▶ _PASSAGE_
3 ingredients for building reliable enterprise agents - Harrison Chase, LangChain/LangGraph

Introduction & Enterprise Agent Challenges 00:00

  • Focuses on building reliable agents for enterprise use, both for internal developers and vendors selling solutions to enterprises
  • Presents a vision of the future with many specialized agents performing various tasks within enterprises and being managed by humans
  • Sets out to identify why some agents succeed in the enterprise and others fail

Three Ingredients for Success 01:46

  • Proposes three basic ingredients for agent success: high value when correct, high probability of correct operation, and low cost of errors
  • Suggests a formula: Probability of success × Value of success – Cost of errors, which should be greater than agent operation cost to justify production use

Increasing Agent Value 03:11

  • Advises focusing agents on high-value enterprise problems or tasks (e.g., legal research, finance research) where enterprise users already spend significant resources
  • Notes trend toward agents that handle more complex, long-running tasks for higher value, such as deep research or ambient agents working in the background
  • UI/UX patterns can be shifted to support more substantial, ongoing work, increasing agent value beyond quick, simple answers

Improving Reliability and Probability of Success 05:12

  • Reliability is a major challenge; prototypes may work once but are hard to make reliable for production
  • Enterprises prefer deterministic workflows where steps are predictable and controlled (e.g., step A always follows step B)
  • Recommends making more of the agent's process deterministic, blending workflow systems with agentic systems as necessary
  • Introduces LangGraph, a framework supporting the spectrum from pure workflow to flexible agents
  • Stress on observability and evaluation tooling (e.g., LangSmith) to reduce perceived risk and error bars, making it easier for stakeholders to trust and approve agents

Reducing the Cost of Agent Errors 09:48

  • In enterprises, perceived risks of agent mistakes (brand damage, data leakage) are significant barriers
  • Suggests UI/UX patterns to minimize these risks, such as making all agent actions easily reversible (e.g., code commits and pull requests)
  • Advocates "human-in-the-loop" design where a person reviews or approves agent actions before they have external effects
  • Provides examples: deep research processes calibrate with user input, code agents propose changes as drafts or on branches for human approval

Scaling and Evolving Enterprise Agents 13:17

  • Argues that "ambient agents," which operate in the background and respond to events, allow scalable use (many agents working in parallel)

▶ _PROBLEM STATEMENT_
Answer these from the talk summary above:
(a) What three ingredients does it propose for agent success?
(b) Which framework does it introduce as supporting the spectrum from pure workflow to flexible agents?
(c) Which two perceived risks of agent mistakes does it name as barriers in enterprises?

▶ _DATA SECTION_
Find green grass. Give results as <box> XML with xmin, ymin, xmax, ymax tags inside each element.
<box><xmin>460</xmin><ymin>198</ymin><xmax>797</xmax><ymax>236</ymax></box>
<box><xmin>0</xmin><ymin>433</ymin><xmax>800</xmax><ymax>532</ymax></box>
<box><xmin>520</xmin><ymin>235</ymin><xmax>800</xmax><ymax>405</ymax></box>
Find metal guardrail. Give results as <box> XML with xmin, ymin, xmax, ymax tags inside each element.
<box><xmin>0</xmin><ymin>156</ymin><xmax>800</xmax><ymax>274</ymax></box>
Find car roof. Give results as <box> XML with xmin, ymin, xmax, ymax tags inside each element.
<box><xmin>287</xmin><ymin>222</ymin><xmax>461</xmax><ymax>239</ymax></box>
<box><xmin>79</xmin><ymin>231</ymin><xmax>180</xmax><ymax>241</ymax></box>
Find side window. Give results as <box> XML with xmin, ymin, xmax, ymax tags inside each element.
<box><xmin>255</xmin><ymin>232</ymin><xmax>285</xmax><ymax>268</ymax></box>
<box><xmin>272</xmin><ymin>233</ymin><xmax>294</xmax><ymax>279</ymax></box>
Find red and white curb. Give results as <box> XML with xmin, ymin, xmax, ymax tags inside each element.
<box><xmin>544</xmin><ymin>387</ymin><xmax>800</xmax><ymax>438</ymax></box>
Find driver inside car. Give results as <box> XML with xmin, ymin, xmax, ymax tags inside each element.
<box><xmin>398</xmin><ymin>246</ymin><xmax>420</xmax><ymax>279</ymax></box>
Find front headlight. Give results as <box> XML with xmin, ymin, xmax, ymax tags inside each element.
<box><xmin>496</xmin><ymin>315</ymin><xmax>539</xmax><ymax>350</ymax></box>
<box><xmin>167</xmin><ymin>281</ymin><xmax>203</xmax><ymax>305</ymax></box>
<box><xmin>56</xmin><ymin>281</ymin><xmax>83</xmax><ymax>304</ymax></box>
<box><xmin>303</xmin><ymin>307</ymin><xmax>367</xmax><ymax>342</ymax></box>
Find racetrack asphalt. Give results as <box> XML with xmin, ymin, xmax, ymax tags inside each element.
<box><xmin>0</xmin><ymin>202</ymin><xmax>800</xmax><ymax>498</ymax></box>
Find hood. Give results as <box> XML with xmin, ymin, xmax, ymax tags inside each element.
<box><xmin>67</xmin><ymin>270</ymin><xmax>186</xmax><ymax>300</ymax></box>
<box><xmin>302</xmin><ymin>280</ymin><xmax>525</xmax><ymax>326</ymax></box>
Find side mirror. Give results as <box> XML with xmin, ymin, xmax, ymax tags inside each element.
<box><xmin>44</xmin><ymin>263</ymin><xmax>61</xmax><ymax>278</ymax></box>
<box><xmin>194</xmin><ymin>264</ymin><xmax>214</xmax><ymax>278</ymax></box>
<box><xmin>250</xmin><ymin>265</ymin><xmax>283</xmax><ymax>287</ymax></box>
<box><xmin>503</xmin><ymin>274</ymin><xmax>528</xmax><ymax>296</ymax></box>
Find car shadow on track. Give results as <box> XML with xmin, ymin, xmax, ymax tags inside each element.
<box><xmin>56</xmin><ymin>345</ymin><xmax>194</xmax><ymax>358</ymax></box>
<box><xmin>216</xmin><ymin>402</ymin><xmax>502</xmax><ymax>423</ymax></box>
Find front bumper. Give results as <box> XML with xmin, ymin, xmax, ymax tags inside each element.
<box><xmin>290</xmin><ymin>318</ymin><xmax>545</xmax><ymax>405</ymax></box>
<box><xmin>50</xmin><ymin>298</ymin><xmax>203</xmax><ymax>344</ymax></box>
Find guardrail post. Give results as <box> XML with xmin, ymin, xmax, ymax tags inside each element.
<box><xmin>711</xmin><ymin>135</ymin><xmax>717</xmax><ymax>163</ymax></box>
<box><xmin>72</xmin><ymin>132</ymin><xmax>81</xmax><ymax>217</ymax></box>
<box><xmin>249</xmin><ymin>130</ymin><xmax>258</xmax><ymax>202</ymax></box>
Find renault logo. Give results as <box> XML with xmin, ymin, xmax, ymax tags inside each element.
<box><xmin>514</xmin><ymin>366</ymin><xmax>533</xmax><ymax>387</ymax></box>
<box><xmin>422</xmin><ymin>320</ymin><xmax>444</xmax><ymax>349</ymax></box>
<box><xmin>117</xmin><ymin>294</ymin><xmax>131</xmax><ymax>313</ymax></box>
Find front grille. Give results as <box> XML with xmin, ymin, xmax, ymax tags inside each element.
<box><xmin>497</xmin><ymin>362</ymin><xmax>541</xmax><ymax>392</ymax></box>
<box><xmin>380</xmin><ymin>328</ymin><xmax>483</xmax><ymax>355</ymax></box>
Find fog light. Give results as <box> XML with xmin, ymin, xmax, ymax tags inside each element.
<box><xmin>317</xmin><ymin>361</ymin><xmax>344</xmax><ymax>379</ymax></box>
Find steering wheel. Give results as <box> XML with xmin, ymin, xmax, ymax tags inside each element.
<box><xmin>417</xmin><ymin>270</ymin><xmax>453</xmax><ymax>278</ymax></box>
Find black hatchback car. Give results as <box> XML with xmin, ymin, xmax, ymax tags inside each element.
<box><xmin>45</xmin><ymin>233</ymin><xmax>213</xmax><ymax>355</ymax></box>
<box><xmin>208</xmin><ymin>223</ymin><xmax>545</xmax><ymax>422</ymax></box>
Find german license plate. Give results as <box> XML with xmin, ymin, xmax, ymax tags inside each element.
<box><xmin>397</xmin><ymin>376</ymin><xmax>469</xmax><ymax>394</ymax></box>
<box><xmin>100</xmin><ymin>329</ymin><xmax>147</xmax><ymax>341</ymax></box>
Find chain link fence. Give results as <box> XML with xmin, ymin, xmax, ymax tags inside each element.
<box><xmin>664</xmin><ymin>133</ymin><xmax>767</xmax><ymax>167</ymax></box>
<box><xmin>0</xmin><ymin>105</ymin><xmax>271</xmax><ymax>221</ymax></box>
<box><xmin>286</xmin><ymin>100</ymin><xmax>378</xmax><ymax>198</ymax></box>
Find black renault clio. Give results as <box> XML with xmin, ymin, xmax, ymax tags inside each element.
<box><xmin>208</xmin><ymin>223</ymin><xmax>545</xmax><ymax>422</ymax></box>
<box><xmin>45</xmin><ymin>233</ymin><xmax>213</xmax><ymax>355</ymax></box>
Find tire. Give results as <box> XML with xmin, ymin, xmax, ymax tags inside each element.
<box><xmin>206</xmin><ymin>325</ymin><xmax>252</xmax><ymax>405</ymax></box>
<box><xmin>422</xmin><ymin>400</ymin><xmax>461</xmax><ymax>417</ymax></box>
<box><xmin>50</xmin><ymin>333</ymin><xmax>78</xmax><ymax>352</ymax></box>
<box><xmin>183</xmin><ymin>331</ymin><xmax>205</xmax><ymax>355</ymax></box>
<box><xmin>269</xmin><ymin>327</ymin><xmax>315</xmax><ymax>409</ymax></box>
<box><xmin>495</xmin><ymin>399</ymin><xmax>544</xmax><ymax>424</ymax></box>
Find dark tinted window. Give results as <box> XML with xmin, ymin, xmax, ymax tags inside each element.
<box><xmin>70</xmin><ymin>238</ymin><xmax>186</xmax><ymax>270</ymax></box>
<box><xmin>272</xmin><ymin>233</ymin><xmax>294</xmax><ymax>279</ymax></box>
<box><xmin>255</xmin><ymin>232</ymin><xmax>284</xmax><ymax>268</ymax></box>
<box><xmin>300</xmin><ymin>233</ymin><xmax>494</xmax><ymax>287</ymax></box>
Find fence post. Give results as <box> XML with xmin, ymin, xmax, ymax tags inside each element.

▶ _ANSWER TO THIS TASK_
(a) High value when correct, high probability of correct operation, and low cost of errors.
(b) LangGraph.
(c) Brand damage and data leakage.